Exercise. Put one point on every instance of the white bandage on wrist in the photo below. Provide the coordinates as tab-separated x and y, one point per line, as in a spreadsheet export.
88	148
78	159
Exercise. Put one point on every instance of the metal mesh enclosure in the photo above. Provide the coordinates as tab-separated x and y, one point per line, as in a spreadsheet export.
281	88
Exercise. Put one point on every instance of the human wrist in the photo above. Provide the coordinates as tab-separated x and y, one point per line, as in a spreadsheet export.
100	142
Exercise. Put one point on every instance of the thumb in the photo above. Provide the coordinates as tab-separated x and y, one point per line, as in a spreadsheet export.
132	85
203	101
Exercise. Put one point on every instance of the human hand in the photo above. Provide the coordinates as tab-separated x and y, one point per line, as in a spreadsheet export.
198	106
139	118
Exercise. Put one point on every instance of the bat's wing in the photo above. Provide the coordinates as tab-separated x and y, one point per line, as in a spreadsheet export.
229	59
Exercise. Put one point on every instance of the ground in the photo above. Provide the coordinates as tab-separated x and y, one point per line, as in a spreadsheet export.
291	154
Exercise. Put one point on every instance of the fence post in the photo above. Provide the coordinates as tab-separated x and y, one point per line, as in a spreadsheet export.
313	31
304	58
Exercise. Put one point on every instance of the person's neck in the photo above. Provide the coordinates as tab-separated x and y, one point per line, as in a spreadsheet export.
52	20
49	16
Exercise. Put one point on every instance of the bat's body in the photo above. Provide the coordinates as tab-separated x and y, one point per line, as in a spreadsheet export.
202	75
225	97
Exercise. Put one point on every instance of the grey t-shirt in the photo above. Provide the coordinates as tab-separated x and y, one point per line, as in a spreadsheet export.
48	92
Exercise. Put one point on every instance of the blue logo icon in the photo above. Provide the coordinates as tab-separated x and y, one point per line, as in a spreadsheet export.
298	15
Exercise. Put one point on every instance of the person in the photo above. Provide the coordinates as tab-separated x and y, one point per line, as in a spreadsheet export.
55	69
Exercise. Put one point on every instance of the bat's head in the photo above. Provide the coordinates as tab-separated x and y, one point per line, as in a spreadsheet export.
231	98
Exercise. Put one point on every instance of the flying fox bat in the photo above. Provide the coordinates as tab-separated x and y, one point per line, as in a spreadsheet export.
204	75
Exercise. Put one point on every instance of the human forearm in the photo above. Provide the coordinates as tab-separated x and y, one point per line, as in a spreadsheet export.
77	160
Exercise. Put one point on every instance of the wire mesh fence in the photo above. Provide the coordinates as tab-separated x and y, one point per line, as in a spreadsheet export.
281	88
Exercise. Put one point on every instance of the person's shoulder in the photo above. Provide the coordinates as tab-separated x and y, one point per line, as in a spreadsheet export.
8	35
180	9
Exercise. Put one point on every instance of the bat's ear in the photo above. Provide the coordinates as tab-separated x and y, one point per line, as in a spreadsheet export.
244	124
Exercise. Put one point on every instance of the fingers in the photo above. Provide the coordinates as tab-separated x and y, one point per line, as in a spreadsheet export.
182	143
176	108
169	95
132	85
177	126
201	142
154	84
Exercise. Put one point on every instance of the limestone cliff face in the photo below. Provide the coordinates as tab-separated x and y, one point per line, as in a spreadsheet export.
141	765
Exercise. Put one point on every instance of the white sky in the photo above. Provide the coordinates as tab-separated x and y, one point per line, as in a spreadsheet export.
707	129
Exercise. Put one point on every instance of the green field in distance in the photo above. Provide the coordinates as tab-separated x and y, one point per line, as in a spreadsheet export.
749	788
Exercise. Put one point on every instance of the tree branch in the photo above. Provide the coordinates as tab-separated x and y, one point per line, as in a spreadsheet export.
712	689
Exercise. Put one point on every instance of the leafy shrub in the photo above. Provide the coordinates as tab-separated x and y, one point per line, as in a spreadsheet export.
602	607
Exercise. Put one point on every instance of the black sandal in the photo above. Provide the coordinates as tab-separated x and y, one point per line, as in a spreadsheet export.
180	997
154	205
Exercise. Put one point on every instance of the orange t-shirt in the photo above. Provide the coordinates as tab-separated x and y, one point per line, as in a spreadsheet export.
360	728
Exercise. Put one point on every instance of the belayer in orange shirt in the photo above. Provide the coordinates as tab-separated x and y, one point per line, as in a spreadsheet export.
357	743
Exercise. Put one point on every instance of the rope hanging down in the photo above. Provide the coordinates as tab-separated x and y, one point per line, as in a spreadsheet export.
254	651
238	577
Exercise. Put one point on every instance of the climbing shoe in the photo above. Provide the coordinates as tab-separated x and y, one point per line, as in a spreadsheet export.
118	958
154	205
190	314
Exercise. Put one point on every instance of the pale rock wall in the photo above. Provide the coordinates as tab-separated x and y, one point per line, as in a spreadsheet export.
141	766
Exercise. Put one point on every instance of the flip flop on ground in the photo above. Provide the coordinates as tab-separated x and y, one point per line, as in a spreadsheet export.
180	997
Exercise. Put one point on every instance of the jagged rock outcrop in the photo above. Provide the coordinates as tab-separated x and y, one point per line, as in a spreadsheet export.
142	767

▬▬▬▬▬▬▬▬▬▬

Reproduce all the records precisely.

Exercise. Put one point on every instance of the white bandage on wrist in the photo below. Provide the coordinates as tab-separated x and y, one point per line, as in a spreadsheet export.
88	148
78	159
Exercise. Put one point on every instance of the metal mesh enclosure in the photo above. Provide the coordinates as tab-separated x and y, one point per line, as in a spreadsheet export.
281	88
Exercise. Put one point on every instance of the human wrist in the photo above. Provide the coordinates as tab-separated x and y, one point per line, as in a spreadsheet export.
100	142
Exercise. Put one point on every instance of the thumb in the photo above. Provide the coordinates as tab-separated x and y, one point per line, as in a spreadsheet export.
132	85
203	101
Exercise. Put one point on every instance of the human hand in the photo above. Provide the coordinates as tab-separated x and y, one point per line, as in a spreadsheet export.
198	106
139	118
Exercise. Put one point on every instance of the bat's wing in the photo above. Provide the coordinates as tab-separated x and y, one point per line, as in a spreadsheet export.
229	59
Exercise. Put one point on every instance of the ground in the photo above. Provide the coordinates as tab-separated x and y, one point per line, as in a spreadsheet export.
291	154
Exercise. Put one point on every instance of the fence post in the photo above. Provide the coordinates as tab-separated x and y, one point per line, as in a spreadsheet export.
313	31
304	58
Exercise. Put one point on every instance of the person's neck in the photo above. Provide the coordinates as tab-separated x and y, one point per line, as in a spreadsheet export.
52	20
49	16
Exercise. Put one point on every instance of the bat's body in the photo above. Provide the coordinates as tab-separated x and y, one point per line, as in a spreadsheet export.
202	75
225	97
Exercise. Put one point on every instance of the grey t-shirt in the photo above. Provide the coordinates as tab-separated x and y, one point per line, as in a spreadsheet export.
48	92
Exercise. Put one point on every instance of the blue logo icon in the photo above. Provide the coordinates as tab-separated x and y, one point per line, as in a spreadsheet export.
298	15
Exercise. Put one point on every instance of the person in the photo above. Provide the coordinates as tab-separated x and y, one point per line, as in a spreadsheet export.
55	69
Exercise. Put one point on every instance of the bat's head in the photo above. Provide the coordinates as tab-separated x and y, one point per line, as in a spreadsheet export.
231	98
Exercise. Put one point on every instance of the flying fox bat in the photo above. Provide the coordinates as tab-separated x and y, one point per line, as in a spreadsheet export.
204	75
Exercise. Put one point on every instance of the human forearm in the photo above. Provide the coordinates as tab-separated x and y, one point per line, as in a spreadsheet export.
77	160
Exercise. Put one point on every instance of the wire mesh fence in the photo above. Provide the coordinates as tab-separated x and y, one point per line, as in a spreadsheet export.
281	88
Exercise. Put one point on every instance of the person's shoulder in the photo above. Provide the coordinates as tab-separated x and y, one point per line, as in a spreadsheet export.
8	35
180	9
Exercise. Put one point on every instance of the bat's ear in the photo above. Provide the coordinates as tab-separated x and y, one point per line, as in a spreadsheet export.
244	124
Exercise. Put one point on every instance of the fingers in the photo above. Provide the coordinates as tab-separated x and y, one point per line, as in a spreadsheet export.
182	143
176	108
169	95
132	85
177	126
201	142
154	84
Exercise. Put one point on every instance of the limestone cliff face in the photo below. Provide the coordinates as tab-separated x and y, one point per line, as in a spreadsheet export.
141	765
Exercise. Put one point on every instance of the white sky in the photo above. Provide the coordinates as tab-separated x and y, one point per line, as in a spreadsheet export.
707	129
Exercise. Put one point on every instance of the green field in distance in the photo above. Provide the coordinates as tab-separated x and y, one point per line, as in a spreadsheet export.
749	788
Exercise. Put one point on every instance of the tree branch in the photo above. Provide the coordinates as tab-separated x and y, one point per line, as in a spreadsheet export.
712	689
Exercise. Put one point on every instance of the leafy shrub in the photo above. Provide the coordinates as tab-separated x and y, one point per line, as in a spreadsheet export.
602	607
Exercise. Put one point on every instance of the black sandal in the photo above. Provide the coordinates as tab-separated x and y, one point per line, as in a spreadsheet export.
180	997
154	205
Exercise. Put one point on every instance of the orange t-shirt in the photo above. Provide the coordinates as tab-separated x and y, one point per line, as in a spreadsheet export.
360	728
Exercise. Put one point on every instance of the belayer in orange shirt in the photo above. Provide the coordinates as tab-separated x and y, one point per line, as in a spreadsheet export.
357	743
Exercise. Put one point on every instance of the rope hanging down in the photo above. Provide the coordinates as tab-separated x and y, one point per line, as in a spreadsheet export.
254	651
238	577
Exercise. Put one point on every instance of the climbing shoe in the photo above. Provide the coordinates as tab-separated x and y, one point per line, as in a spreadsheet export.
118	958
154	205
190	314
Exercise. Put one point on every instance of the pale rock wall in the photo above. Provide the coordinates as tab-separated x and y, one point per line, as in a spreadsheet export.
141	766
Exercise. Put one point on every instance of the flip flop on ground in the photo above. Provide the coordinates as tab-separated x and y, one point per line, as in a spreadsheet export.
180	997
Exercise. Put one point on every instance of the jagged rock outcrop in the photo above. Provide the coordinates as tab-separated x and y, one point per line, as in a spreadsheet export.
142	767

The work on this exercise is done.